▶ Data:

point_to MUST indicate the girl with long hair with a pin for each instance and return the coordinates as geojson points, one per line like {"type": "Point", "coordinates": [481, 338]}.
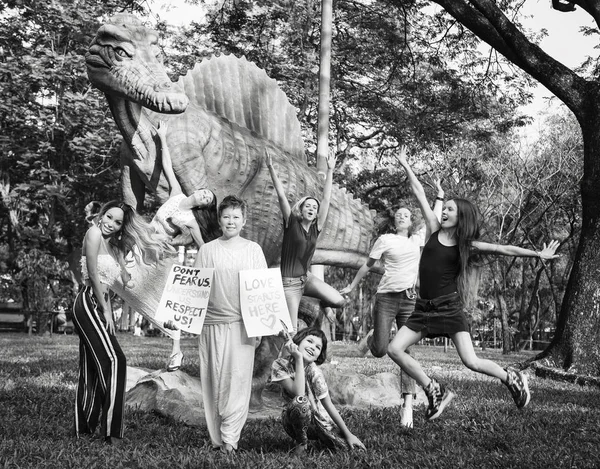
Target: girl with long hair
{"type": "Point", "coordinates": [309, 412]}
{"type": "Point", "coordinates": [102, 364]}
{"type": "Point", "coordinates": [302, 225]}
{"type": "Point", "coordinates": [183, 219]}
{"type": "Point", "coordinates": [447, 283]}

▶ Exercise directions: Could the data be reproduced exactly, with the pictures omitted?

▶ Response to this task:
point_to MUST indicate the girl with long hair with a pin for each instance and return the coordinates as geojson points, one per line like {"type": "Point", "coordinates": [481, 338]}.
Target: girl with long hair
{"type": "Point", "coordinates": [309, 412]}
{"type": "Point", "coordinates": [102, 364]}
{"type": "Point", "coordinates": [302, 225]}
{"type": "Point", "coordinates": [183, 219]}
{"type": "Point", "coordinates": [447, 283]}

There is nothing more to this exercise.